Brief ->
Would you set down the data that follows, word for word, without any pictures?

Dataset excerpts ->
━━━━━━━━━━

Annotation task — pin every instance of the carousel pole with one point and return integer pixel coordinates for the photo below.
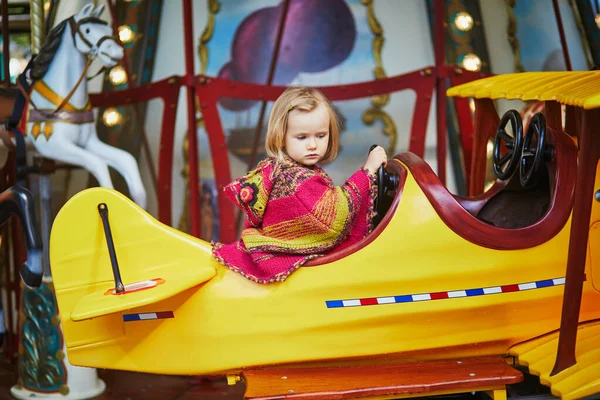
(44, 370)
(440, 84)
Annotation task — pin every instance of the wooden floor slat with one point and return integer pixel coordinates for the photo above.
(355, 381)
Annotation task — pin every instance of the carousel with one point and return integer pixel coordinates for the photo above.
(477, 275)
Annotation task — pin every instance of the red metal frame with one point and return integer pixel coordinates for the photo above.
(168, 91)
(194, 173)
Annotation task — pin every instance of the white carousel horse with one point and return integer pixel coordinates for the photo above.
(60, 121)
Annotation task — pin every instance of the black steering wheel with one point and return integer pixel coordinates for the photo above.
(533, 150)
(385, 182)
(512, 143)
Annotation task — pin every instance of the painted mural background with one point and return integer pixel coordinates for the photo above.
(537, 32)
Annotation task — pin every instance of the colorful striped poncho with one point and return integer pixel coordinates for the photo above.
(294, 213)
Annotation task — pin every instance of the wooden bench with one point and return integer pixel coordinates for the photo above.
(381, 380)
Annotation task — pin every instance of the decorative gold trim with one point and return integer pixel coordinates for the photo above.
(36, 10)
(511, 31)
(213, 8)
(582, 35)
(376, 113)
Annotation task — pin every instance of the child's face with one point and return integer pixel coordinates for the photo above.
(307, 135)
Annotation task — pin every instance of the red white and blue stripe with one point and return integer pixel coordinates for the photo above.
(148, 316)
(412, 298)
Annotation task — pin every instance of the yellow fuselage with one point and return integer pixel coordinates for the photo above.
(229, 323)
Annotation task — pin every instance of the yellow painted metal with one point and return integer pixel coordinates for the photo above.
(229, 323)
(578, 381)
(581, 89)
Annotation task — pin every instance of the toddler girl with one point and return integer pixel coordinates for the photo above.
(294, 212)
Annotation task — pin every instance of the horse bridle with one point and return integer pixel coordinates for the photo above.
(76, 30)
(91, 54)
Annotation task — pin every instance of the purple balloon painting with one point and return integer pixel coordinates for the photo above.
(318, 35)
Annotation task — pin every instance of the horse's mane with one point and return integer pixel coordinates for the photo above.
(42, 61)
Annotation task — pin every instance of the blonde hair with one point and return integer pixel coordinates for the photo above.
(304, 99)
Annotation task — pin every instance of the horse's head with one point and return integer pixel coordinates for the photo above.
(94, 37)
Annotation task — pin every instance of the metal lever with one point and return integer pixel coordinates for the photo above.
(103, 210)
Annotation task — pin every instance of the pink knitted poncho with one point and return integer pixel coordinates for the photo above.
(294, 214)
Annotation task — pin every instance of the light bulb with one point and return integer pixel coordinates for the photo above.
(463, 21)
(112, 117)
(117, 75)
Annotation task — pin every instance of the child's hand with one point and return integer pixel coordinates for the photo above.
(376, 157)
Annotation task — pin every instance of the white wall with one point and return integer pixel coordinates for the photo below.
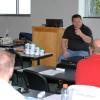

━━━━━━━━━━

Reply to the task ->
Annotation task — pin every instance of the carousel pole with one point and return integer pixel coordinates for the photo below.
(44, 370)
(440, 84)
Annotation task — pin every instance of the wooden floor slat with one point and return integer pixel coordinates for the photo above.
(355, 381)
Annotation task — pin every instance of the carousel with one point and return integer pixel coordinates for the photo above.
(477, 275)
Annotation task — pin every instance of the red metal frame with one point and return integer pixel coordinates for the photo above.
(168, 91)
(194, 173)
Annotation task — pin every instance of the white carousel horse with one point and return integer pixel coordinates for the photo above.
(60, 121)
Annotation task — pin every instance of the black steering wheel with one point and return integer pixel coordinates for the photo above.
(533, 150)
(385, 182)
(512, 143)
Annotation task — pin every instance of the painted mural background with one point and return integer pixel coordinates for the photo above.
(537, 32)
Annotation task — pin every instance of the colorful striped poncho with one point and return integer pixel coordinates for the photo above.
(294, 213)
Annotation task — pin every instance of the wooden bench with one point and return integer pixel coordinates for the photo above.
(381, 380)
Annotation task — pin every instance of the decorative gold trim with one point and return integer pixel coordinates for the photo above.
(36, 10)
(511, 31)
(213, 8)
(582, 35)
(376, 113)
Annotation task — pin every instance of the child's face with one point and return integer pixel coordinates for the photo above.
(307, 135)
Annotation task — pin every instance of the red white and blue stripe with one point and return integer pixel coordinates for the photo above.
(148, 316)
(412, 298)
Annotation task — pin every instance of the yellow fuselage with one point and return integer pixel coordinates for the photo above.
(229, 323)
Annotation task — pin every instance of the yellow painted metal with one point and return integer pixel coordinates for the photo above.
(229, 323)
(578, 381)
(581, 89)
Annotation task — pin every instance of the toddler girl with one point and return integer pixel coordinates for the photo above.
(294, 212)
Annotation task — pin every instance of the horse bridle with one point and return integer pixel coordinates for the photo above.
(76, 30)
(91, 54)
Annotation task — pin every instance of the purple balloon painting with one point and return integer pixel coordinates for the photo above.
(318, 35)
Annotation task — pin every instance of the horse's mane with one point and return integer pixel coordinates for the photo above.
(42, 61)
Annotation task — pin every instance of the blonde hair with one point and return integer pixel coordinates for the photo above.
(304, 99)
Annotation task — pin every instance of the horse's head with one point and return integer pixel coordinates for the photo above.
(94, 37)
Annotation task — pin every instance of the metal lever with one point and return integer pixel coordinates for the photo above.
(103, 210)
Annotation task — pin every instance of the pink knitted poncho with one point and return integer pixel coordinates for the photo above.
(294, 214)
Annotation task — pin every instance of the light bulb with one point and return integer pixel coordinates for the photo above.
(463, 21)
(112, 117)
(117, 75)
Annotation task — pin every instance of the child's hand with one point and return integer pixel coordinates for the photo above.
(376, 157)
Annotation task — pin every instance of the white wall with one point and return integer pixel coordinates for the photo below.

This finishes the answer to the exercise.